(EXCERPTED RECORDS)
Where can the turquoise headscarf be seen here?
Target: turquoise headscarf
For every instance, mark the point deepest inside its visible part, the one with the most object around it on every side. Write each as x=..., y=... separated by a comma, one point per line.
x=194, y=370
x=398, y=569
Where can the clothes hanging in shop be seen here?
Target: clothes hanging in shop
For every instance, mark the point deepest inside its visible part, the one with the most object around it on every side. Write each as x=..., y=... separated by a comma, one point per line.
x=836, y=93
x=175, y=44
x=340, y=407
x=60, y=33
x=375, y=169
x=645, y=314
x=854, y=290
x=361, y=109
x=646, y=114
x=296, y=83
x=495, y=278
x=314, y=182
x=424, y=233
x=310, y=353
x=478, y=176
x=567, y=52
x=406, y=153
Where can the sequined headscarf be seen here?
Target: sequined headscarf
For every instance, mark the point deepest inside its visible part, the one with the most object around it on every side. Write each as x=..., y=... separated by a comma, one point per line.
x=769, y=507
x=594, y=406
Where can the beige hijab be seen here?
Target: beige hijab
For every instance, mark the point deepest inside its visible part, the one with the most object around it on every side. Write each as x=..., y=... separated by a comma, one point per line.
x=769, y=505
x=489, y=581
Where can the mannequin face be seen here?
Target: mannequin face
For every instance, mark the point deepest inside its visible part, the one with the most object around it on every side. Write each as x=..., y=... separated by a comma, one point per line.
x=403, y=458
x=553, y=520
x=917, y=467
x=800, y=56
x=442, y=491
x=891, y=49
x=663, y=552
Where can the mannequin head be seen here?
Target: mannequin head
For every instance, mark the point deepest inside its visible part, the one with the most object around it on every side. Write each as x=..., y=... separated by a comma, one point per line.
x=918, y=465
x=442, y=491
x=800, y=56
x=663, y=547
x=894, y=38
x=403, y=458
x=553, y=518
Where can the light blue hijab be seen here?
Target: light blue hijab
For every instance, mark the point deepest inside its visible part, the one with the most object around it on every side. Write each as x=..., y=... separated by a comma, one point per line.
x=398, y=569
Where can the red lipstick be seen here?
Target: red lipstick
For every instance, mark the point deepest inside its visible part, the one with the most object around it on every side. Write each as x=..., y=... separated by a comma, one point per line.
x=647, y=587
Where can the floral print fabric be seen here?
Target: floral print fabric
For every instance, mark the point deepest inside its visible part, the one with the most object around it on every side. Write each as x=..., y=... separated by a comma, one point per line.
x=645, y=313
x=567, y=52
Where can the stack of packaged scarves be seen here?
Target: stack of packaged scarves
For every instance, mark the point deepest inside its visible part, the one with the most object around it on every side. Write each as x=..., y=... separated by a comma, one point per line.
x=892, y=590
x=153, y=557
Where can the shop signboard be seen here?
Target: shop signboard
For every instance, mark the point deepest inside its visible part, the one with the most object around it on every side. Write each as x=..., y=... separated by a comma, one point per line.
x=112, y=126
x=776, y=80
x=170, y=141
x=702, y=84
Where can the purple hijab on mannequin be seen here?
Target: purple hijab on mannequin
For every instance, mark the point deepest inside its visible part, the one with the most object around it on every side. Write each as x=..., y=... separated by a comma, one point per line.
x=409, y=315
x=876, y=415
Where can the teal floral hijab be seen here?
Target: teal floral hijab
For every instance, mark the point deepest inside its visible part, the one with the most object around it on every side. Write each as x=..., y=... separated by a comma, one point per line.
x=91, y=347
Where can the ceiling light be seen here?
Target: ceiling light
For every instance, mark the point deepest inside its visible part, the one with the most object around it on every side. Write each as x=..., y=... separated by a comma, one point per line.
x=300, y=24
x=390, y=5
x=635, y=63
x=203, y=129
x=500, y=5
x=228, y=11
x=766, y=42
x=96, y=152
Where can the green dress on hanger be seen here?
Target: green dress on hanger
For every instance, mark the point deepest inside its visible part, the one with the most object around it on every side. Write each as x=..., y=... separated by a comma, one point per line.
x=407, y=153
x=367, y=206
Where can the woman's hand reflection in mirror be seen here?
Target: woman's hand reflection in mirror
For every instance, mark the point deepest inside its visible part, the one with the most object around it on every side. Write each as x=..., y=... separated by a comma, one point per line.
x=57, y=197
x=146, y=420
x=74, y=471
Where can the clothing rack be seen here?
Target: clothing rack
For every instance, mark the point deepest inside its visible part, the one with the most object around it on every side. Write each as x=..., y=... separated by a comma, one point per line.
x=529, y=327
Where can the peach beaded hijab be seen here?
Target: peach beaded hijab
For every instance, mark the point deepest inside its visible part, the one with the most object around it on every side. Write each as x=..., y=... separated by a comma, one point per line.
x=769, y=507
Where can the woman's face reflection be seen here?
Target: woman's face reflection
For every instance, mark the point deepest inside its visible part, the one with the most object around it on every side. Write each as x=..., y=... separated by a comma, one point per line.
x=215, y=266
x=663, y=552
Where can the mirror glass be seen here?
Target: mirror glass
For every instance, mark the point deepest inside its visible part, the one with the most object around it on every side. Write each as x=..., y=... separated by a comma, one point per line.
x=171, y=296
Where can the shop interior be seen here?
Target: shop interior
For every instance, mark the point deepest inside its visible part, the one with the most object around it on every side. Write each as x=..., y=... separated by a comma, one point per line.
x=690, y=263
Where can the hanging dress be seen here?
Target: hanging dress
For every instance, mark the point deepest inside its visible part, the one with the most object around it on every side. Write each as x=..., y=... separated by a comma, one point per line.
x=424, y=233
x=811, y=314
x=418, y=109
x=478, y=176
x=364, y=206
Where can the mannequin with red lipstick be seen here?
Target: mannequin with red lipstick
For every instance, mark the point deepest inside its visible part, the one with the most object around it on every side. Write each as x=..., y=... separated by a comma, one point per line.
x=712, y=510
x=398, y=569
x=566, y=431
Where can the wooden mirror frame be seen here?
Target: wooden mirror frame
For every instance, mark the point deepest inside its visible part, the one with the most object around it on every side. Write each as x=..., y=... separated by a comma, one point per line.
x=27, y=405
(End EXCERPTED RECORDS)
(EXCERPTED RECORDS)
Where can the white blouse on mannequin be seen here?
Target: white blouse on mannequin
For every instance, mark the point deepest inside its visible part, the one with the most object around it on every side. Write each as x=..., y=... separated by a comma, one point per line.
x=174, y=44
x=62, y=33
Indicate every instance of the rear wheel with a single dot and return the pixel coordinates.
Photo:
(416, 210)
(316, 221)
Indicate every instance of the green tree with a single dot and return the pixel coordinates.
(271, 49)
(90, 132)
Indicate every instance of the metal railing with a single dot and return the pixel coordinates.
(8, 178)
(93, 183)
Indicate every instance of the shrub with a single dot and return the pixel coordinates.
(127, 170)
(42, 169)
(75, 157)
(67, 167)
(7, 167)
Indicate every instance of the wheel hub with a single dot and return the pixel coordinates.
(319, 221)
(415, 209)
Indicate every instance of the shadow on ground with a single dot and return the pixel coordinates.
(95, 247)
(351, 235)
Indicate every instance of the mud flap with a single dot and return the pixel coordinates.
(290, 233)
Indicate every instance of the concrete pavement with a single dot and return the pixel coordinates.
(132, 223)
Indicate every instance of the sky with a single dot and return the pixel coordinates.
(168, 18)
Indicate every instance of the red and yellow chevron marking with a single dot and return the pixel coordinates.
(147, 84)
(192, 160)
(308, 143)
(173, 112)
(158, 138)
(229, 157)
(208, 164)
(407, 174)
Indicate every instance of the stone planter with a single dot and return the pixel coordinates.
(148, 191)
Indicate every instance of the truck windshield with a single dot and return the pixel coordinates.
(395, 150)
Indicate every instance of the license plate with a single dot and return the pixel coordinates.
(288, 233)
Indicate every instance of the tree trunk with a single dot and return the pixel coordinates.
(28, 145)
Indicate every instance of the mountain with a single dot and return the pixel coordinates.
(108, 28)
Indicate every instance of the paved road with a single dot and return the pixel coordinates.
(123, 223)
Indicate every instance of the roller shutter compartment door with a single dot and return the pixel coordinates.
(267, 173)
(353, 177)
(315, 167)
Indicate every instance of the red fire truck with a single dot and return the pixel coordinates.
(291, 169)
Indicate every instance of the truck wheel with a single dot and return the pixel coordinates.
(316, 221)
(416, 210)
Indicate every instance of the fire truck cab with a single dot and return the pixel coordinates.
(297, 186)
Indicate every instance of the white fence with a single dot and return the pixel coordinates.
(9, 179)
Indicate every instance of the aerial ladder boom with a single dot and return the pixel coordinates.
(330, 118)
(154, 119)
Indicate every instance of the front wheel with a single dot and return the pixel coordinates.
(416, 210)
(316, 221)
(End EXCERPTED RECORDS)
(EXCERPTED RECORDS)
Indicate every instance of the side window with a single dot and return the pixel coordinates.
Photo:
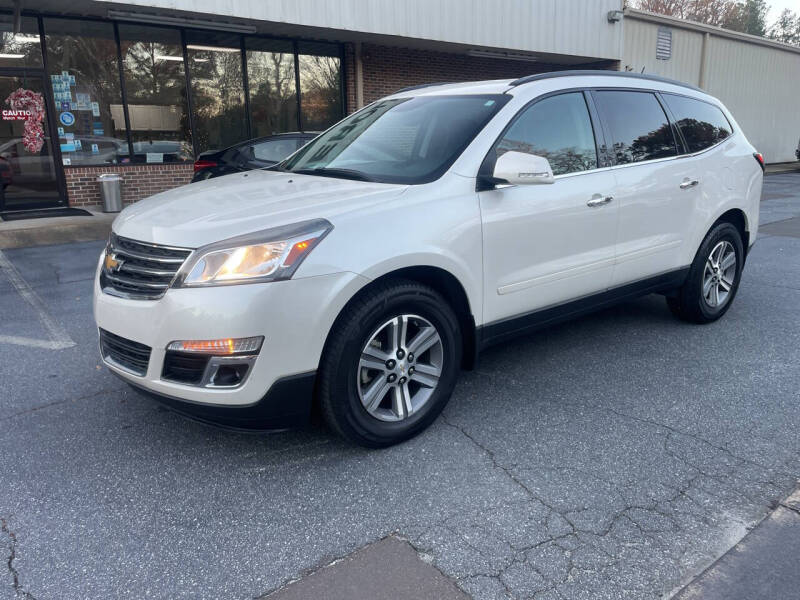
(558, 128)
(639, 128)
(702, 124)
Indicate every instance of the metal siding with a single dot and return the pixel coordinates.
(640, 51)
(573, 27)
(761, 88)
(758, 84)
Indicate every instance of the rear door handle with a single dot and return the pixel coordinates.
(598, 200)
(End EXCERPTED RECORDS)
• WORK REQUIRED: Your answer should be the lines above, from the line containing "Target: peach beaded hijab" up to and including the line containing "Target: mirror glass", reproduced exactly and with nothing else.

• TASK OUTPUT:
Target: peach beaded hijab
For every instance, mark the point deepest inside its visible part, the one with the most object around it on every side. Write each as x=..., y=... separated by a comma, one point per line.
x=769, y=507
Where can the woman's face reflection be seen here?
Target: woman's face reflection
For every instance, mark the point deepest inside its visible part, the one with the most object around it on every side. Write each as x=..., y=... separated by a comma, one point per line.
x=215, y=266
x=663, y=552
Where can the mirror glass be seen here?
Target: mirror glass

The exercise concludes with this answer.